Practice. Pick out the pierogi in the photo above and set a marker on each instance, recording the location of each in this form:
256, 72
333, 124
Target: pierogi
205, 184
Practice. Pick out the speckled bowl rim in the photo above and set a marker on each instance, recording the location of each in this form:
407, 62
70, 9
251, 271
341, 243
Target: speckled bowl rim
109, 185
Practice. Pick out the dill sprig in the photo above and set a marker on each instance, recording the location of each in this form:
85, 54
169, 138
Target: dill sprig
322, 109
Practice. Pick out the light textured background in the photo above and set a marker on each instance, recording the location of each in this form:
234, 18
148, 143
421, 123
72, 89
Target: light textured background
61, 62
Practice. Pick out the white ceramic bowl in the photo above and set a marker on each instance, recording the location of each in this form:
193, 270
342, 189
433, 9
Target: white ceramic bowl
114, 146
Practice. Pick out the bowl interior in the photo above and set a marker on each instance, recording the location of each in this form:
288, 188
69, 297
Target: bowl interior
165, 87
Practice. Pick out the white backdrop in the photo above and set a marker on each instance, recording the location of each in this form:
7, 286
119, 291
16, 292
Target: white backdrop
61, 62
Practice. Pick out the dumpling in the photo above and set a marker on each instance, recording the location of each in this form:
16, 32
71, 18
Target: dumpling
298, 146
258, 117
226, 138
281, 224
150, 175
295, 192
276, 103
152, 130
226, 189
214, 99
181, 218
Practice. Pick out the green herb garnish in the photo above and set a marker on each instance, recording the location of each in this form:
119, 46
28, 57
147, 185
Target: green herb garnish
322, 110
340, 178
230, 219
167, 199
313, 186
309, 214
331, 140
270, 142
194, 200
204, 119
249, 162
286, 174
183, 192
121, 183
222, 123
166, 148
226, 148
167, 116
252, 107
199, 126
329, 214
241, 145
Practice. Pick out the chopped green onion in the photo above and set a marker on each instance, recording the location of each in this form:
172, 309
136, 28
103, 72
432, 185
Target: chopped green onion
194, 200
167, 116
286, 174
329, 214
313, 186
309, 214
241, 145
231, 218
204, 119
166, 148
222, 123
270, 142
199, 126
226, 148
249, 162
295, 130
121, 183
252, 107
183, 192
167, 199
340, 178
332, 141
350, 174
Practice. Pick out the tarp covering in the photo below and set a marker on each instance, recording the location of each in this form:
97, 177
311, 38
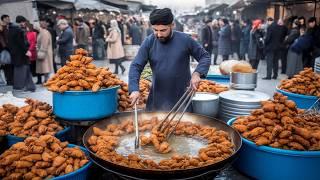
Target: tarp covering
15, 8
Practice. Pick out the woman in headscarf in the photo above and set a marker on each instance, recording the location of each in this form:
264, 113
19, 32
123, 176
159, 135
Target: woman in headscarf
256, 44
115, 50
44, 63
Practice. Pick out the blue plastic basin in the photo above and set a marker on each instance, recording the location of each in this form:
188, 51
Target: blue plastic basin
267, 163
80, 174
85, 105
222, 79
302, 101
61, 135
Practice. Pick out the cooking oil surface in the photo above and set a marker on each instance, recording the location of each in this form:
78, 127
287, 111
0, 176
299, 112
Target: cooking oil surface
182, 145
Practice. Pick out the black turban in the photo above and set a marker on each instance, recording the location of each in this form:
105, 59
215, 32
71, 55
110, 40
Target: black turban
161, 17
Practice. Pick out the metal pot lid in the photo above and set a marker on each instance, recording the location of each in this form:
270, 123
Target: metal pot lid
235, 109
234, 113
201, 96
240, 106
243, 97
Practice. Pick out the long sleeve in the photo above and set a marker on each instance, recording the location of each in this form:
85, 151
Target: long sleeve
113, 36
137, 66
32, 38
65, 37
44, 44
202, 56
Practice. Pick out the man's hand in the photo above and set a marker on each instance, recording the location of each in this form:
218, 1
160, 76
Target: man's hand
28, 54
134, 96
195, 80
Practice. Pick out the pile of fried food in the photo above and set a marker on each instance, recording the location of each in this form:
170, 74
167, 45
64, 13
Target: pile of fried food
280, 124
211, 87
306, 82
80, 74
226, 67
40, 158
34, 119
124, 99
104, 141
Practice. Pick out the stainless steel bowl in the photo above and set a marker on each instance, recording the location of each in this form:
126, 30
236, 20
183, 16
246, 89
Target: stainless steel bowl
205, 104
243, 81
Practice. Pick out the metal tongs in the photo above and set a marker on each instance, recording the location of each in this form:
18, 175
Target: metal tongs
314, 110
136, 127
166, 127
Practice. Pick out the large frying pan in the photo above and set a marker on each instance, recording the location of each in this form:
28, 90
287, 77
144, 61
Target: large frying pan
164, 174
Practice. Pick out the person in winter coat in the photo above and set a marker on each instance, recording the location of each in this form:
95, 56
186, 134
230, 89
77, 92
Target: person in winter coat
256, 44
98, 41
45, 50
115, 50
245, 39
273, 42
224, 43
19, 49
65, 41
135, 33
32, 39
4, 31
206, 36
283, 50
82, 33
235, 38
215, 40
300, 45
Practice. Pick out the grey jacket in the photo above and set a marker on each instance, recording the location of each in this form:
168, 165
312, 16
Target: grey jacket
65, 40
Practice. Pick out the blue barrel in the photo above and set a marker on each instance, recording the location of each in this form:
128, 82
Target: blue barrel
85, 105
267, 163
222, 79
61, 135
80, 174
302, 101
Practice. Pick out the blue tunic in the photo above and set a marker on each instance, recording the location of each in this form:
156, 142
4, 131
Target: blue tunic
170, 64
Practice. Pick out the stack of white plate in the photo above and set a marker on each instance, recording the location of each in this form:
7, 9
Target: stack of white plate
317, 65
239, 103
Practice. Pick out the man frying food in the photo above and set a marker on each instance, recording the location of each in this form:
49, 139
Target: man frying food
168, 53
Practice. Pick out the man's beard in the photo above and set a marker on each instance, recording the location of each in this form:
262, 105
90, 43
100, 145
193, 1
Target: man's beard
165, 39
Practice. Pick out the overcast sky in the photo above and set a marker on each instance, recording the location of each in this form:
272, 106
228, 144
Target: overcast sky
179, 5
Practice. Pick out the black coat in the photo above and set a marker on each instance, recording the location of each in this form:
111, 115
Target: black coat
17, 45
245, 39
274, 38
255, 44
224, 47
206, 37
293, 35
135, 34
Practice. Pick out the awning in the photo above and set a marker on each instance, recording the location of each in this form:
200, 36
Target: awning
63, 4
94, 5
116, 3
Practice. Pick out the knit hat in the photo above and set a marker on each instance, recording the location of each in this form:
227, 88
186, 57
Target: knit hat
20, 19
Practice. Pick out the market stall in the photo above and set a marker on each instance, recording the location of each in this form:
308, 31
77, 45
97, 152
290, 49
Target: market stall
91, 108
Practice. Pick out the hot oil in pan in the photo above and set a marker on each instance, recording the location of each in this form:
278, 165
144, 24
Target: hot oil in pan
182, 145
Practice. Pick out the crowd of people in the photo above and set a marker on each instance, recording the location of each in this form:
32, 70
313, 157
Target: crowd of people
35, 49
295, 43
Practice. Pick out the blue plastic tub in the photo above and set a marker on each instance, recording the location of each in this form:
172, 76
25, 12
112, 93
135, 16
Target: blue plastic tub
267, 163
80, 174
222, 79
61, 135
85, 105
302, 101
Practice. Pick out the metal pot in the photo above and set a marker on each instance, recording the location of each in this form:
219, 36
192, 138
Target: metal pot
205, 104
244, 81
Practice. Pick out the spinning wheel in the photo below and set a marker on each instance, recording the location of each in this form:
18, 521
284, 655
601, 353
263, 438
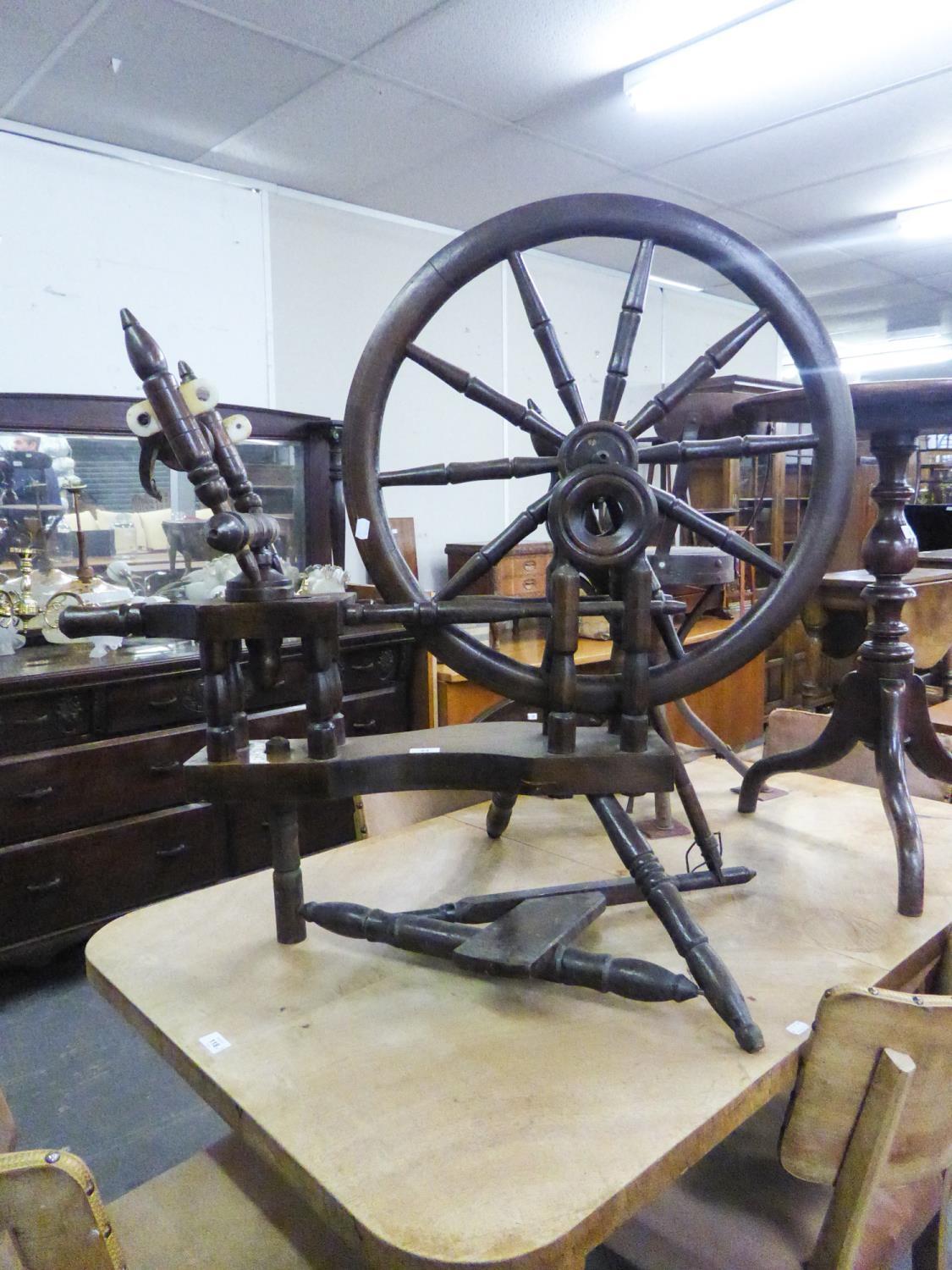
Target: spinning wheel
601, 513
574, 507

################

Given request: Rewrite every one of the rows above, replacing "set a marker" with "place a point" wherever it occurs and leaving all other wording untouched. Omit the pictures from your version.

Answer to the problem:
Practice. Pick out the pierogi in the photo above and place a point on each instance, recording the location of each in this form:
256, 72
333, 124
Target: pierogi
205, 184
Practice. Pick out the speckled bowl rim in the photo above and place a point on each instance, recording the location of each in this form:
407, 62
70, 9
251, 271
341, 243
Target: speckled bowl rim
109, 185
Practice. Pick out the dill sprig in the photo above and place a point on each instance, recording the location of each in this form:
85, 54
169, 138
Target: dill sprig
322, 109
Practice. Pick out the light textured background in the photo above and place a point on each instance, recording the location of each in this form:
234, 18
148, 143
421, 123
72, 89
Target: light textured background
61, 62
Practice. Pick out the white ceramic bowl in the photo above and place a point on each instance, recording the location of each in this form:
193, 270
342, 189
433, 9
Target: white ceramic bowl
114, 146
Practice. Pick out the bowl interior in the photo above and place a point on each instance, recording the location of each in this form:
288, 188
69, 297
Target: bowl interior
165, 87
Practice. Pick out the white backdrop in the photo above and place a point on each instance, recording the location of each in this form:
7, 286
119, 291
16, 292
Target: white backdrop
61, 62
Practice. Pick out the dumpling in the photo above and place a point on each instance, recording the location of each in this form:
16, 32
71, 18
Target: dumpling
298, 146
258, 117
226, 138
281, 224
150, 175
295, 192
276, 103
152, 130
226, 189
214, 99
181, 218
Practice. Pick out the green herb garnish in the photo above and place a point on each instance, recording the location of each in this form:
119, 46
28, 57
147, 185
Target: green herb garnish
322, 110
340, 178
230, 219
167, 199
313, 186
309, 214
331, 140
270, 142
194, 200
204, 119
249, 162
286, 174
183, 192
121, 183
222, 123
166, 148
226, 148
167, 116
252, 107
199, 126
329, 214
241, 145
Practice. Pick out the chopped green onion in the photo above and place a point on each instance, recording the location of each in this form:
172, 309
136, 28
103, 72
432, 185
Target: chopped green onion
194, 200
167, 116
286, 174
329, 214
313, 186
309, 214
241, 145
231, 218
204, 119
166, 148
222, 123
270, 142
199, 126
226, 148
249, 162
295, 130
121, 183
252, 107
183, 192
167, 199
340, 178
332, 141
350, 174
Practice. Pick out the tarp covering in the photo below and place a point on each instance, recording the location of each in this form:
97, 177
311, 38
Target: tarp covering
15, 8
Practice. Pick out the woman in headscarf in the photo above and place a point on each instance, recording the location of each in this form:
264, 113
19, 32
123, 176
159, 135
Target: woman in headscarf
256, 44
115, 50
44, 63
Practice. Pick out the blue plastic basin in the photo above and place a point on each instance, recording the location of each in this form:
188, 51
Target: blue plastic basin
267, 163
80, 174
85, 105
222, 79
302, 101
61, 135
Practice. Pick out the cooking oil surface in the photo above and place a point on each instance, recording the location of each in this form:
78, 127
287, 111
0, 176
299, 112
Target: cooking oil surface
182, 145
Practice. Pick out the black turban in the photo above and place a point on each instance, recording the location of each in this form:
105, 59
215, 32
71, 55
110, 40
Target: black turban
161, 17
Practice. Pick out the metal pot lid in the photo above and place a point on each instance, recording the location of each in this form:
270, 123
Target: metal pot lid
235, 109
234, 113
201, 96
240, 106
243, 97
Practice. Pick out the long sleeve in the photo above and place a point on each instance, recording the location of each in this form:
85, 151
Target: long sleeve
113, 36
137, 66
32, 38
65, 37
44, 44
202, 56
Practice. Pick out the man's hand in the photo above and place a point on each instance, recording the location of each in this form:
218, 1
160, 76
Target: man's hand
28, 54
134, 96
195, 80
Practice. Pick out the pile of fried food in the photo above and place a point on each instance, recording the location of each in this form:
170, 74
167, 45
64, 13
Target: pile of fried food
280, 124
211, 87
306, 82
80, 74
226, 67
40, 158
34, 119
124, 99
104, 141
Practice. Pick out the stainless steel bowl in the photo above and place a point on each instance, recording the location of each in this form:
126, 30
236, 20
183, 16
246, 89
Target: stainless steel bowl
205, 104
243, 81
Practice. Pick out the metal tongs in the photo above and place a point on each instance, recording the location of each in this form:
18, 175
Target: metal tongs
314, 110
136, 127
166, 127
Practice. Pick out the large frying pan in the photo above and place a point on each instance, recording the location of each in this form:
28, 90
287, 77
144, 61
Target: large frying pan
164, 174
Practice. Pick out the person in winter coat in the photo above and place a point on each instance, recording the location of each in this form:
95, 56
186, 134
230, 89
77, 92
Target: person in winter coat
256, 44
98, 41
45, 50
115, 50
245, 39
273, 42
224, 43
19, 49
65, 41
135, 33
32, 39
4, 31
206, 36
283, 50
82, 33
235, 38
215, 40
300, 45
Practice. Pick out the grey jacket in the photo above and place a point on each instance, recording the location of each in this form:
168, 165
312, 16
Target: grey jacket
65, 40
Practice. Pick out the blue barrel in the photo above and place a point on each instance, recording the location of each in this form:
128, 82
Target: blue barrel
85, 105
267, 163
222, 79
61, 135
80, 174
302, 101
Practice. Pick out the blue tunic in the photo above and place a point on each instance, recording the location of each in this form:
156, 142
4, 131
Target: blue tunic
170, 64
Practice. Pick out the stack of white plate in the photo above and place a point on each instance, recording the location of each in this form:
7, 9
Target: stack of white plate
317, 65
239, 103
Practice. Pick out the man frying food in the photo above and place a point on each instance, recording the location of each in this form:
49, 139
Target: man frying food
168, 53
Practice. Pick out the man's beard in the photo above and place a point on each instance, recording the location of each in this form:
262, 105
90, 43
100, 145
193, 1
Target: man's beard
165, 39
Practice. Pick out the overcast sky in the photo above and place a point on each instance, recording the location of each in this form:
272, 106
228, 144
Target: overcast sky
179, 5
Practice. Pick out the black coat in the photo above and place a point on each instance, recording the location of each in this form:
111, 115
Target: black coat
17, 45
245, 39
274, 38
255, 44
224, 47
206, 37
293, 35
135, 34
Practice. Pick out the awning in the photo above and place a point on each instance, recording the location of each in this form:
200, 36
Target: awning
63, 4
94, 5
116, 3
Practice. Pick out the knit hat in the photo above and place a point on each instance, recording the location of each in this form:
227, 88
186, 57
Target: knit hat
20, 19
Practice. Pick out the market stall in the photo above and place a point on each instance, recording the location of each in this form:
308, 31
77, 45
97, 152
290, 49
Target: market stall
91, 108
Practice. Pick out the hot oil in pan in the photo above and place a point on each instance, recording the location of each in this form:
278, 165
144, 24
Target: hot oil in pan
182, 145
Practice. Pick out the crowd of people in the photo above and place a point on each instance, recording the location of each in this form:
32, 70
313, 157
Target: crowd of people
35, 49
295, 43
Practice. Pick out the blue plastic tub in the photo above and place a point on each instance, recording the location of each in this form:
172, 76
25, 12
112, 93
135, 16
Target: blue plastic tub
267, 163
80, 174
222, 79
61, 135
85, 105
302, 101
Practice. Pick out the metal pot in the photo above and place a point on each instance, recording the location of each in this form:
219, 36
192, 138
Target: metal pot
205, 104
244, 81
Practice. Pick out the spinning wheel in the photo below and place a point on each instance, recording the location of each in this form:
18, 521
284, 655
601, 353
263, 438
Target: spinning wheel
601, 513
574, 507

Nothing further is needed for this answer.